Le 28 juin 2009, la Commission interaméricaine des droits humains (CIDH) a mis Cáceres sur une liste de personnes qui étaient en danger pendant le coup d’état, y compris d’autres dirigeants populaires, des autorités de l’État et des gens liés au président déchu. Le lendemain, Cáceres a bénéficié des mesures de protection préventive de la CIDH, qui a demandé au gouvernement hondurien de garantir sa « vie et son intégrité personnelle ». À l’époque, la CIDH avait reçu des informations selon lesquelles des forces militaires avaient encerclé son domicile.
Selon un rapport de Global Witness, 101 militants environnementaux ont été tués au Honduras entre 2010 et 2014. Malgré les menaces et les violences extrêmes qui ont explosé à la suite du coup d’état, Cáceres et le COPINH ont continué leur activisme, y compris la campagne contre le projet Agua Zarca. En 2013, Tomás Garcia, représentant du Conseil indigène Lenca, a été tué par des membres de l’armée hondurienne lors d’une manifestation pacifique. Après le meurtre, Sinohydro, un investisseur chinois, s’est retiré du projet Agua Zarca.
En 2014, Cáceres a été finaliste pour le Prix 2014 Front Line Defenders et, en 2015, elle a reçu le Prix Goldman de l’environnement, qui honore les « héros environnementaux de base » et leurs efforts pour protéger et améliorer l’environnement, souvent au détriment de la sécurité personnelle. Máxima Acuña, une militante péruvienne qui a remporté le prix Goldman 2016 pour les Amériques, a également fait face à des menaces répétées, des attaques physiques et des harcèlements policiers pour ses efforts à défendre ses terres.

→ **Extrait de données**
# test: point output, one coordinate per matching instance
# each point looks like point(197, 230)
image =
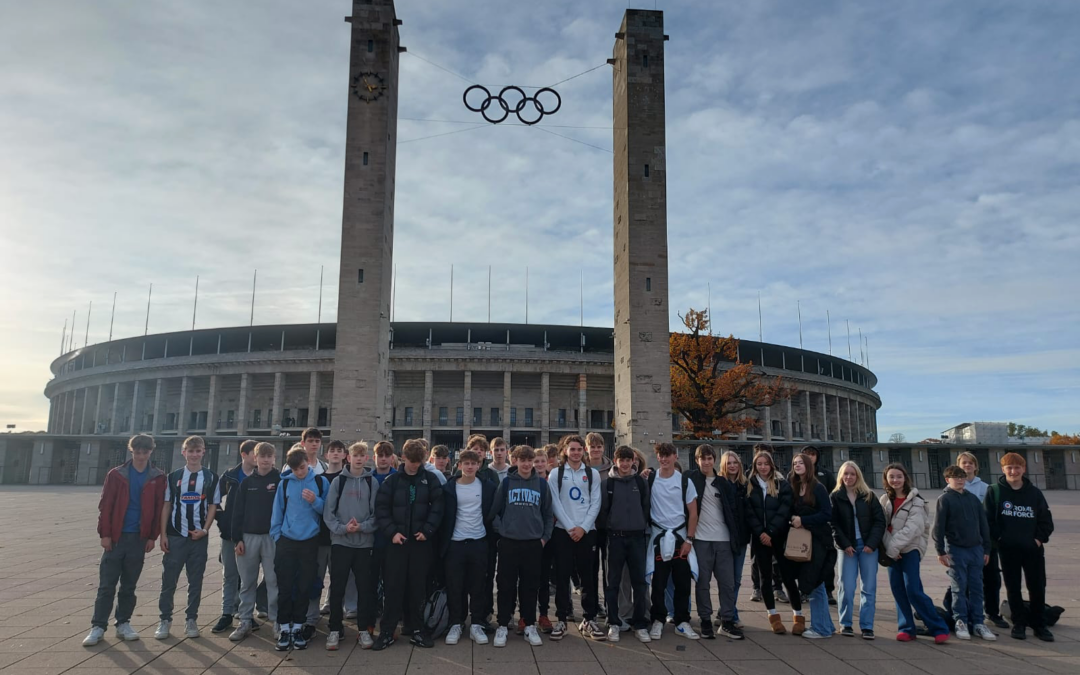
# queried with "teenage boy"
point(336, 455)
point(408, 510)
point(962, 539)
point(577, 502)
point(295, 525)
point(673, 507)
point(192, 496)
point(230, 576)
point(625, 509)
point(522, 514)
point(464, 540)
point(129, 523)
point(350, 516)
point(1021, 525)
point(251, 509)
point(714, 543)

...

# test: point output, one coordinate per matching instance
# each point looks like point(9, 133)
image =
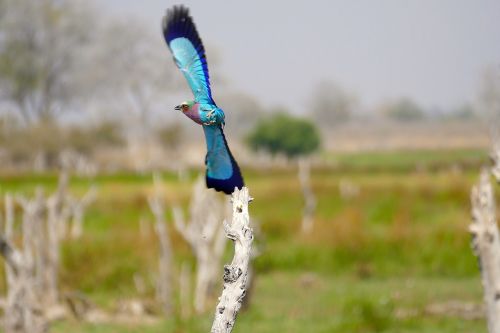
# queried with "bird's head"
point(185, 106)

---

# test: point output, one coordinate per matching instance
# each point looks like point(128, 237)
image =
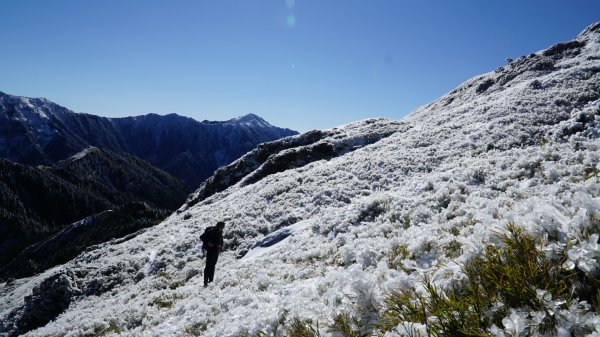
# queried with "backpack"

→ **Tâche à réaliser**
D'après le texte de lecture, quel investisseur s'est retiré du projet Agua Zarca à la suite du meurtre de Tomás Garcia ?

→ **Réponse attendue**
Sinohydro, un investisseur chinois, s'est retiré du projet Agua Zarca.